**Problem to work on**. The answer should consist of all the records, copied exactly.

================

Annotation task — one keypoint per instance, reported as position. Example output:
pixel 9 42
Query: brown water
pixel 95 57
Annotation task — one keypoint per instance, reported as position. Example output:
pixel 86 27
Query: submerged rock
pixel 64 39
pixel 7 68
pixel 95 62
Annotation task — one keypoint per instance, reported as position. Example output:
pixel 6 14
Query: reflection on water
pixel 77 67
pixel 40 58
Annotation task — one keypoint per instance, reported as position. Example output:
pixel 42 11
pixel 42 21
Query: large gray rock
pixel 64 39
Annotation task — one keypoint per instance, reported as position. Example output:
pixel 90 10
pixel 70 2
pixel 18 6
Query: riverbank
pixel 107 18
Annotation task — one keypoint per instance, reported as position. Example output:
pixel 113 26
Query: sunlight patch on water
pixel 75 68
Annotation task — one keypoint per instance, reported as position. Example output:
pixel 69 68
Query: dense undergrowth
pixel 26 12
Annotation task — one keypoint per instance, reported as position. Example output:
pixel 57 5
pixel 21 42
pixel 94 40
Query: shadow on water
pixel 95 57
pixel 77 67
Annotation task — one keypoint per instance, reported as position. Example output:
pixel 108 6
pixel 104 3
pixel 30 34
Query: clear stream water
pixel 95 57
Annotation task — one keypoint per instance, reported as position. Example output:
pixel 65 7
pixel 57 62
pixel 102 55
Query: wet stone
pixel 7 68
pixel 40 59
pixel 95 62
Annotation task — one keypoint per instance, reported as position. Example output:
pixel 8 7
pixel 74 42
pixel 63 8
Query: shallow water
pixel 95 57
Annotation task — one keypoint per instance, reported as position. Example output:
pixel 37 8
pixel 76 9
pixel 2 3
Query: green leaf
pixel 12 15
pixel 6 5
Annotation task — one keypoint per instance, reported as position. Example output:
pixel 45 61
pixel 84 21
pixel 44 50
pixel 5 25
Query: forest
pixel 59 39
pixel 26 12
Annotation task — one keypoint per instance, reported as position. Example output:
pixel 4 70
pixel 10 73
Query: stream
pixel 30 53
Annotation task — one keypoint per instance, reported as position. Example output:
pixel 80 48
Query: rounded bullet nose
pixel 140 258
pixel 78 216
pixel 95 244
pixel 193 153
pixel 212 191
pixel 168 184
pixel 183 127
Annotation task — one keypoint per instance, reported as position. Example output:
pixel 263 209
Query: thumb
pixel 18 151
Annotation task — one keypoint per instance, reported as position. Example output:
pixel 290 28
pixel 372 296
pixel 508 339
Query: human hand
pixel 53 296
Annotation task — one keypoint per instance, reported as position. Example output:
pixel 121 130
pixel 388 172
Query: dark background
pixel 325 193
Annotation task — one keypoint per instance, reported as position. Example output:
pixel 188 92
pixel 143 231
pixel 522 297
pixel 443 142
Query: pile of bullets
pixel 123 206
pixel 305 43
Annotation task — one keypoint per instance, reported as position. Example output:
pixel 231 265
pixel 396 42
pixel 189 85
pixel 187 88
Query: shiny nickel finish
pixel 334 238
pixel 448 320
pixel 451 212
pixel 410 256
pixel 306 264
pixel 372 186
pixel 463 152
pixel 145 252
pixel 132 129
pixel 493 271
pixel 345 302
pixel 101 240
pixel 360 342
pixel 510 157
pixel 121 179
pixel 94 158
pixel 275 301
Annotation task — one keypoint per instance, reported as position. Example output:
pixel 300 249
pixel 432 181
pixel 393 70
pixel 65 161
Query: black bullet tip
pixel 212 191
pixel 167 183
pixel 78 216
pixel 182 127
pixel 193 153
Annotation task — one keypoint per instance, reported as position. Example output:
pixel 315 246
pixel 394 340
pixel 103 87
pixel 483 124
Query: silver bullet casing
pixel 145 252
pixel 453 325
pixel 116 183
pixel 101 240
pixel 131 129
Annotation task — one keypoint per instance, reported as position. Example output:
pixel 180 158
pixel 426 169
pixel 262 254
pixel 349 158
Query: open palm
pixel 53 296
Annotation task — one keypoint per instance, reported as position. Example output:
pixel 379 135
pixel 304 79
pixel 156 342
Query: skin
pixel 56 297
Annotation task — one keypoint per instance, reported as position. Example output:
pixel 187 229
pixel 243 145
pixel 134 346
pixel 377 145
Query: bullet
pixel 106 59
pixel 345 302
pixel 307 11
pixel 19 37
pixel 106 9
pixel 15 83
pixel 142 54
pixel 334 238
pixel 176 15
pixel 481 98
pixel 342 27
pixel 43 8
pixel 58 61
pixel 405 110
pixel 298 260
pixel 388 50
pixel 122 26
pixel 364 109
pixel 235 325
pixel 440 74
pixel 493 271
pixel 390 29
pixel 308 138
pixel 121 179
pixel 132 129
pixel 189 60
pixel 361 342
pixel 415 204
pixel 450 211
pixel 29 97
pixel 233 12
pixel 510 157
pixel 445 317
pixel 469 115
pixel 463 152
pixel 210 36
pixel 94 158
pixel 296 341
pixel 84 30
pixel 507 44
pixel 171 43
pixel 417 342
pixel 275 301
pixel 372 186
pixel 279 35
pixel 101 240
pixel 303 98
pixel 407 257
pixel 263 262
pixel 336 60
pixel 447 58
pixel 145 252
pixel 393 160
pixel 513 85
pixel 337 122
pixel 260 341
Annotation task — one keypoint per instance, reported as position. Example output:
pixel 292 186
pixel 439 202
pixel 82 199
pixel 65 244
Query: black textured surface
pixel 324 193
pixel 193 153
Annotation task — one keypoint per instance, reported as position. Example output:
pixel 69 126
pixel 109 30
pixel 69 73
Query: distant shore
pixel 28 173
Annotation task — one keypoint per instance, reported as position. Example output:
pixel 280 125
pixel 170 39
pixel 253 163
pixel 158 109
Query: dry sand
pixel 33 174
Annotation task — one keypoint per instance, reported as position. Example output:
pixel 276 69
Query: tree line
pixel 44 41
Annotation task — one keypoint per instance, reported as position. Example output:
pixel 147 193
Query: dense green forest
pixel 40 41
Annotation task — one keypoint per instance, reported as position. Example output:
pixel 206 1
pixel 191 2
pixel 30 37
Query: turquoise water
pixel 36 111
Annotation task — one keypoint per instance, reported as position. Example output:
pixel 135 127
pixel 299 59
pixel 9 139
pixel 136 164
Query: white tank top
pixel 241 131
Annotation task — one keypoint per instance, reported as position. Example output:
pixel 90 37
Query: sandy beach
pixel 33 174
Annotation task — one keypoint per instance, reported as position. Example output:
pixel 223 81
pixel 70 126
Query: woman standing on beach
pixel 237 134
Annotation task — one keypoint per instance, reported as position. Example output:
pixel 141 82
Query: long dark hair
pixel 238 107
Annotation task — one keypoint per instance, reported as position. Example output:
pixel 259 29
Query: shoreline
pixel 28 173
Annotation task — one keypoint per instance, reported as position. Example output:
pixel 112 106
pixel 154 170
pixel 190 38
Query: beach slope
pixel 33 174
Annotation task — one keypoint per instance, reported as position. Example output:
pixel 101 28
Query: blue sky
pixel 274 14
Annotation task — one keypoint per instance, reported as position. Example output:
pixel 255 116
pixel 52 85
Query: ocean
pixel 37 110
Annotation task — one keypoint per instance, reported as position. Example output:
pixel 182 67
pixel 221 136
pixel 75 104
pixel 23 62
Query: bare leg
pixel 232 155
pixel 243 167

================

**Written answer**.
Annotation task — one keypoint per instance, reported as position. Example output:
pixel 9 42
Query: brown water
pixel 95 57
Annotation task — one keypoint per instance, reported as position. Example output:
pixel 86 27
Query: submerged rock
pixel 64 39
pixel 7 68
pixel 95 62
Annotation task — one keypoint per instance, reported as position. Example output:
pixel 6 14
Query: reflection on water
pixel 77 67
pixel 40 58
Annotation task — one keypoint per instance, reported as position. Example output:
pixel 42 11
pixel 42 21
Query: large gray rock
pixel 64 39
Annotation task — one keypoint per instance, reported as position. Example output:
pixel 90 10
pixel 70 2
pixel 18 6
Query: riverbank
pixel 107 18
Annotation task — one keypoint per instance, reported as position. Example output:
pixel 113 26
Query: sunlight patch on water
pixel 75 68
Annotation task — one keypoint per instance, reported as position. Example output:
pixel 69 68
Query: dense undergrowth
pixel 26 12
Annotation task — one keypoint per instance, reported as position. Example output:
pixel 57 5
pixel 21 42
pixel 94 40
Query: shadow on water
pixel 95 57
pixel 77 67
Annotation task — one keypoint per instance, reported as position. Example output:
pixel 108 6
pixel 104 3
pixel 30 34
Query: clear stream water
pixel 95 57
Annotation task — one keypoint per instance, reported as position. Example output:
pixel 65 7
pixel 57 62
pixel 102 55
Query: wet stone
pixel 7 68
pixel 40 59
pixel 95 62
Annotation task — one keypoint per instance, reported as position. Example output:
pixel 8 7
pixel 74 42
pixel 63 8
Query: shallow water
pixel 95 57
Annotation task — one keypoint per instance, reported as position. Example output:
pixel 37 8
pixel 76 9
pixel 2 3
Query: green leaf
pixel 12 15
pixel 6 5
Annotation task — one keypoint per instance, reported as position. Example output:
pixel 45 61
pixel 84 21
pixel 44 50
pixel 5 25
Query: forest
pixel 59 39
pixel 26 12
Annotation task — one keypoint per instance, reported as position. Example output:
pixel 4 70
pixel 10 73
Query: stream
pixel 30 53
Annotation task — one keypoint per instance, reported as position. Example output:
pixel 80 48
Query: rounded bullet nose
pixel 140 258
pixel 78 216
pixel 95 244
pixel 193 153
pixel 212 191
pixel 168 184
pixel 183 127
Annotation task — one keypoint per instance, reported as position. Example output:
pixel 263 209
Query: thumb
pixel 18 151
Annotation task — one keypoint per instance, reported as position. Example output:
pixel 290 28
pixel 372 296
pixel 508 339
Query: human hand
pixel 53 296
Annotation task — one keypoint per instance, reported as position. Example output:
pixel 121 130
pixel 388 172
Query: dark background
pixel 325 193
Annotation task — one keypoint per instance, reported as position. Example output:
pixel 188 92
pixel 143 231
pixel 522 297
pixel 443 142
Query: pile of bullets
pixel 123 206
pixel 305 43
Annotation task — one keypoint per instance, reported as position. Example output:
pixel 231 265
pixel 396 42
pixel 189 85
pixel 187 88
Query: shiny nickel finish
pixel 334 238
pixel 448 320
pixel 451 212
pixel 410 256
pixel 306 264
pixel 372 186
pixel 463 152
pixel 145 252
pixel 132 129
pixel 493 271
pixel 345 302
pixel 101 240
pixel 360 342
pixel 510 157
pixel 121 179
pixel 94 158
pixel 275 301
Annotation task — one keypoint per instance, reported as position. Example output:
pixel 300 249
pixel 432 181
pixel 393 70
pixel 65 161
Query: black bullet tip
pixel 212 191
pixel 167 183
pixel 78 216
pixel 182 127
pixel 193 153
Annotation task — one keypoint per instance, reported as position. Example output:
pixel 315 246
pixel 394 340
pixel 103 87
pixel 483 124
Query: silver bullet casing
pixel 145 252
pixel 453 325
pixel 116 183
pixel 101 240
pixel 131 129
Annotation task — one keypoint per instance, reported as position. Example output:
pixel 180 158
pixel 426 169
pixel 262 254
pixel 349 158
Query: open palm
pixel 53 296
Annotation task — one keypoint per instance, reported as position. Example output:
pixel 379 135
pixel 304 79
pixel 156 342
Query: skin
pixel 56 297
Annotation task — one keypoint per instance, reported as position. Example output:
pixel 187 229
pixel 243 145
pixel 134 346
pixel 377 145
Query: bullet
pixel 106 59
pixel 345 302
pixel 307 11
pixel 19 37
pixel 106 9
pixel 15 83
pixel 142 54
pixel 334 238
pixel 176 15
pixel 481 98
pixel 342 27
pixel 43 8
pixel 58 61
pixel 405 110
pixel 298 260
pixel 388 50
pixel 122 26
pixel 364 109
pixel 235 325
pixel 440 74
pixel 493 271
pixel 390 29
pixel 308 138
pixel 121 179
pixel 132 129
pixel 189 60
pixel 361 342
pixel 415 204
pixel 450 211
pixel 29 97
pixel 233 12
pixel 510 157
pixel 445 317
pixel 469 115
pixel 463 152
pixel 210 36
pixel 94 158
pixel 296 341
pixel 84 30
pixel 507 44
pixel 171 43
pixel 417 342
pixel 275 301
pixel 372 186
pixel 279 35
pixel 101 240
pixel 303 98
pixel 407 257
pixel 263 262
pixel 336 60
pixel 447 58
pixel 145 252
pixel 393 160
pixel 513 85
pixel 337 122
pixel 260 341
Annotation task — one keypoint per instance, reported as position. Example output:
pixel 292 186
pixel 439 202
pixel 82 199
pixel 65 244
Query: black textured surface
pixel 324 193
pixel 193 153
Annotation task — one keypoint per instance, reported as position. Example output:
pixel 69 126
pixel 109 30
pixel 69 73
Query: distant shore
pixel 28 173
Annotation task — one keypoint per instance, reported as position. Example output:
pixel 280 125
pixel 170 39
pixel 253 163
pixel 158 109
Query: dry sand
pixel 33 174
Annotation task — one keypoint per instance, reported as position. Example output:
pixel 276 69
Query: tree line
pixel 44 41
Annotation task — one keypoint per instance, reported as position. Example output:
pixel 147 193
Query: dense green forest
pixel 40 41
Annotation task — one keypoint per instance, reported as position. Example output:
pixel 206 1
pixel 191 2
pixel 30 37
Query: turquoise water
pixel 36 111
Annotation task — one keypoint per instance, reported as position. Example output:
pixel 135 127
pixel 299 59
pixel 9 139
pixel 136 164
Query: white tank top
pixel 241 131
Annotation task — one keypoint per instance, reported as position. Example output:
pixel 90 37
Query: sandy beach
pixel 33 174
Annotation task — one keypoint per instance, reported as position. Example output:
pixel 223 81
pixel 70 126
Query: woman standing on beach
pixel 237 134
Annotation task — one keypoint per instance, reported as position. Example output:
pixel 141 82
Query: long dark hair
pixel 238 107
Annotation task — one keypoint per instance, reported as position. Example output:
pixel 259 29
Query: shoreline
pixel 28 173
Annotation task — one keypoint per instance, reported as position. Example output:
pixel 112 106
pixel 154 170
pixel 190 38
Query: beach slope
pixel 33 174
Annotation task — one keypoint per instance, reported as position. Example output:
pixel 101 28
Query: blue sky
pixel 274 14
Annotation task — one keypoint per instance, reported as position. Example output:
pixel 255 116
pixel 52 85
Query: ocean
pixel 37 110
Annotation task — one keypoint per instance, reported as position. Example output:
pixel 182 67
pixel 221 136
pixel 75 104
pixel 23 62
Query: bare leg
pixel 232 155
pixel 243 167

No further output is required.